- Problem statement -
Each line from the one that contains "Pin the wooden table" to the end of the material must be set down exactly, and no line before it.

- Records -
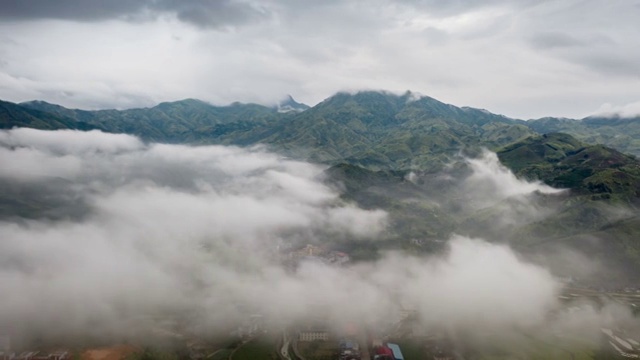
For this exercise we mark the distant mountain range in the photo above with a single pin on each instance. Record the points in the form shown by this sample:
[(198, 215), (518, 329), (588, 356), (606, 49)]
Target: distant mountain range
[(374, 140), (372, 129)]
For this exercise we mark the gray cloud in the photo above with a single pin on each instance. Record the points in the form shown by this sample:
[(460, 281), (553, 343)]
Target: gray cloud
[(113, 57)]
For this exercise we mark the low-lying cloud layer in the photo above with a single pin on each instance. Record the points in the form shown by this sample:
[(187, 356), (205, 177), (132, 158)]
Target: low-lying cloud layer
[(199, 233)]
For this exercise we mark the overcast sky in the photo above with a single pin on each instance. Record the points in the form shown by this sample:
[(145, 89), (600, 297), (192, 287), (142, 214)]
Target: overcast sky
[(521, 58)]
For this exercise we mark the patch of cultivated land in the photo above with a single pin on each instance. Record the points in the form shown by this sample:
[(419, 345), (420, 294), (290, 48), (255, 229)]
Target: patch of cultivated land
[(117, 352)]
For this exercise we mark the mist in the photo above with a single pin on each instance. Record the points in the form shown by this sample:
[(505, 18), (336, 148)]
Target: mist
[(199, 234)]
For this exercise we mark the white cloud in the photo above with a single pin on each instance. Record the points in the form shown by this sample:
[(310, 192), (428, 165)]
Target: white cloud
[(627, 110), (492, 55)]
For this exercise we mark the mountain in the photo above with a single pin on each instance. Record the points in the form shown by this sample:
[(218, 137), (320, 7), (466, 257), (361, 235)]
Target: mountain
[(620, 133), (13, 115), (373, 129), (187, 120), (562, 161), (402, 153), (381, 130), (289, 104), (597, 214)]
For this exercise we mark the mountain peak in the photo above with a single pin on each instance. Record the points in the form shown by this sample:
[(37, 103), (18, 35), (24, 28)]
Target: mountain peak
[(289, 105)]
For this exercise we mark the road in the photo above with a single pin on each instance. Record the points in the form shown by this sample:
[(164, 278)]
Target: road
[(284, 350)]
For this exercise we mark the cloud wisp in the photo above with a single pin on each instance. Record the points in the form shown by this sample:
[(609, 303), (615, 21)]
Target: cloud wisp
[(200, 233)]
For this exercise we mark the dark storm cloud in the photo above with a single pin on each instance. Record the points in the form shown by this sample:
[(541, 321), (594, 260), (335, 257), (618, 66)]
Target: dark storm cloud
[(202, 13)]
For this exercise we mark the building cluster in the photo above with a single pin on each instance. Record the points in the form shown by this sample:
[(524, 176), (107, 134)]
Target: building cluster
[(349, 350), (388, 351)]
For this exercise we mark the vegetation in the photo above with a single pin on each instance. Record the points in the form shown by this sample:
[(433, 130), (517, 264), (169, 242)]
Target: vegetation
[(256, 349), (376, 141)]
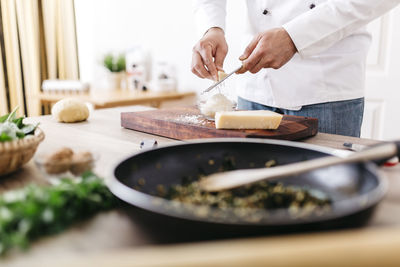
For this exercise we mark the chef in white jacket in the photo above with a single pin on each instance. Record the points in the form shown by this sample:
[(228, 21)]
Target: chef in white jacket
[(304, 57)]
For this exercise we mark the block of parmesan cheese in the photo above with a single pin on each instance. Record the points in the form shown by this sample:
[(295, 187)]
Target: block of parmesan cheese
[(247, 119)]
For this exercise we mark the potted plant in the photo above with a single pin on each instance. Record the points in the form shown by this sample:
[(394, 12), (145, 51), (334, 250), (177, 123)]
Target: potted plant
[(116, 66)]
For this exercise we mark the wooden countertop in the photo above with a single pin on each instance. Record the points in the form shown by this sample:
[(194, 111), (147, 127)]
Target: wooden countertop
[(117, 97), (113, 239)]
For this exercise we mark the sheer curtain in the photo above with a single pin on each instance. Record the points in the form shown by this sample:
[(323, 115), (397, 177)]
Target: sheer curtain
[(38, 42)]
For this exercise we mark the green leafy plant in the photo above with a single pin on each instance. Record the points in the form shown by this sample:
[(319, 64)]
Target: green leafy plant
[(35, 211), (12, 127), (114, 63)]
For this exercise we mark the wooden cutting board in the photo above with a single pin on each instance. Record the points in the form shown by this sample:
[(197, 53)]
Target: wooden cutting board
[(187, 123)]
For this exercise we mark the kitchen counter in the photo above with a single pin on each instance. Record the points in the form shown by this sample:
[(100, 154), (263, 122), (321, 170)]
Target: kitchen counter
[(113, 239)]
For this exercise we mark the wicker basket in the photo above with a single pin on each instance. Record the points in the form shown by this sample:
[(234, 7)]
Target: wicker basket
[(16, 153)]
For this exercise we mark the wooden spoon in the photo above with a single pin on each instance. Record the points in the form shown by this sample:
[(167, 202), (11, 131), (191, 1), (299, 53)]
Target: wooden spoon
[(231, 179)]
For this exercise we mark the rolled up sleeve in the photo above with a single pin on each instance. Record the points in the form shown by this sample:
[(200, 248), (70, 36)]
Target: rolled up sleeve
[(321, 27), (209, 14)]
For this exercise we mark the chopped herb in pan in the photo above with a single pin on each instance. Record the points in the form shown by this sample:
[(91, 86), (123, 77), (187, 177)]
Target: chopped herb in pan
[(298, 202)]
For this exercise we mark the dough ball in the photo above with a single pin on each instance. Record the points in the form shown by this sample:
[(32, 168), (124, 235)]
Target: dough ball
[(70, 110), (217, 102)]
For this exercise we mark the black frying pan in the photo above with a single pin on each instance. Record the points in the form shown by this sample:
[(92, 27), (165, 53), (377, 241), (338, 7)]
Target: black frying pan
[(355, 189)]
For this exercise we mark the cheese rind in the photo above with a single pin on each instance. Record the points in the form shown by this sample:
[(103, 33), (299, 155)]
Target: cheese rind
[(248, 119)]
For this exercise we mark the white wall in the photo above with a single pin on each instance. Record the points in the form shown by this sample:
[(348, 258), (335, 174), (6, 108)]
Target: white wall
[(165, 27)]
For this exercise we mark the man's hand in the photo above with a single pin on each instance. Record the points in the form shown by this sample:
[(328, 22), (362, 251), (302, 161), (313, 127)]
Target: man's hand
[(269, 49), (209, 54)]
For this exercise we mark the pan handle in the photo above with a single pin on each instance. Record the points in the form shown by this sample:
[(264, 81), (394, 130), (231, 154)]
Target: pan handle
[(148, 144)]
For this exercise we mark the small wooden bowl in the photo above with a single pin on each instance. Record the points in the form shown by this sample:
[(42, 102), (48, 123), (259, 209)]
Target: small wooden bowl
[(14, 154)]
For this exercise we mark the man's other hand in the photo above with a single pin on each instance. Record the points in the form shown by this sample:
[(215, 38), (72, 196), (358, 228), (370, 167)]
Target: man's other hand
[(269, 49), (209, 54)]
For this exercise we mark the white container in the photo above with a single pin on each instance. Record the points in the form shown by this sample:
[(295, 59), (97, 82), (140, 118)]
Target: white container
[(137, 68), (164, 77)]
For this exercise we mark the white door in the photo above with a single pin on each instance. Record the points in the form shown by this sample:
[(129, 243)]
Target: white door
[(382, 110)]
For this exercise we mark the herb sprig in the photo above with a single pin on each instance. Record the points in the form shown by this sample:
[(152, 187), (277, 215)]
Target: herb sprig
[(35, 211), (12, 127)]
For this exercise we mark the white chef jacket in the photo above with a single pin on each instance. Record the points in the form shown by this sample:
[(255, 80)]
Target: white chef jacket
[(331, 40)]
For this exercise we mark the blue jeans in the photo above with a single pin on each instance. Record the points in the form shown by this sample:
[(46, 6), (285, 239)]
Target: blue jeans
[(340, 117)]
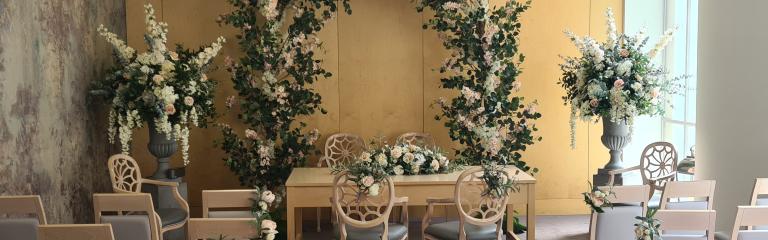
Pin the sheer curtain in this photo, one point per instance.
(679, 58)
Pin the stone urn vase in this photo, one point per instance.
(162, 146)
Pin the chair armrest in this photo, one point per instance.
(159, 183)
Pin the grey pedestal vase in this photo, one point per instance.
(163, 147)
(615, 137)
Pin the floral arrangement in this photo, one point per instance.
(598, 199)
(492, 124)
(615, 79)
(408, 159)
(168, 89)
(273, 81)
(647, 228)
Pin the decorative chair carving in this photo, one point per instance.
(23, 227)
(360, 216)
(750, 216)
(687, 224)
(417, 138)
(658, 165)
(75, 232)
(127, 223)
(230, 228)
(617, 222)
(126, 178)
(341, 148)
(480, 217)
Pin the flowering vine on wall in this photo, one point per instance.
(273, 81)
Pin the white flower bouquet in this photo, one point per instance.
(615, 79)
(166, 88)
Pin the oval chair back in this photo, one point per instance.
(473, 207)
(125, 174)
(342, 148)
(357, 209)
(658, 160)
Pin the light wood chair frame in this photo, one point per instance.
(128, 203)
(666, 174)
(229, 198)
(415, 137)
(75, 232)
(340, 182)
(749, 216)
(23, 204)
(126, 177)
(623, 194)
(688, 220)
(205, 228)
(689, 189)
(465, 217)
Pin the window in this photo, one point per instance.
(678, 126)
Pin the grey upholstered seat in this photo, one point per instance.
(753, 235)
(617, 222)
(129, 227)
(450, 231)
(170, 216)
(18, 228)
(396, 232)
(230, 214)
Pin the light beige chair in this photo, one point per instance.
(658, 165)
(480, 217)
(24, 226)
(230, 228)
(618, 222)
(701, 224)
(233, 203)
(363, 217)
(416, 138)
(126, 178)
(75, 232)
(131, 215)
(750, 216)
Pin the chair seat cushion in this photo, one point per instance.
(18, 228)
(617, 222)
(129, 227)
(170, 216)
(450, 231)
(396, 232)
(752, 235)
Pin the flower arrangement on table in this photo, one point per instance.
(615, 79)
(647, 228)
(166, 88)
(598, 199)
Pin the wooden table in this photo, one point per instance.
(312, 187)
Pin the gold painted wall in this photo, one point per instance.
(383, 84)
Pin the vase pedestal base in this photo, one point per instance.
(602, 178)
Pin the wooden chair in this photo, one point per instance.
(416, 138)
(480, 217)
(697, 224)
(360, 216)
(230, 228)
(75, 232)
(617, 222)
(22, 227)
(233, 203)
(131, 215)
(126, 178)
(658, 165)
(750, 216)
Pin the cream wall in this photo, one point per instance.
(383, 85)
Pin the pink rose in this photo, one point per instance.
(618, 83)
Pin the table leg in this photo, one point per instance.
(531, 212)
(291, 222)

- Complete output -
Pin the wooden table in this photo, one point per instance.
(312, 187)
Pin the gold painted wall in this photo, one point per instance.
(383, 84)
Pin the vase pedestal base in this photo, one point per instance.
(602, 178)
Pin the wooden chair in this photo, one point per instance.
(416, 138)
(480, 217)
(697, 224)
(360, 216)
(230, 228)
(75, 232)
(617, 222)
(22, 227)
(233, 203)
(131, 215)
(126, 178)
(658, 165)
(750, 216)
Pin the cream wall in this photo, one point per instance.
(383, 85)
Pin the pink rose in this photo, one point per instance.
(618, 83)
Pin the table leg in this photo, one point per instance.
(531, 212)
(291, 222)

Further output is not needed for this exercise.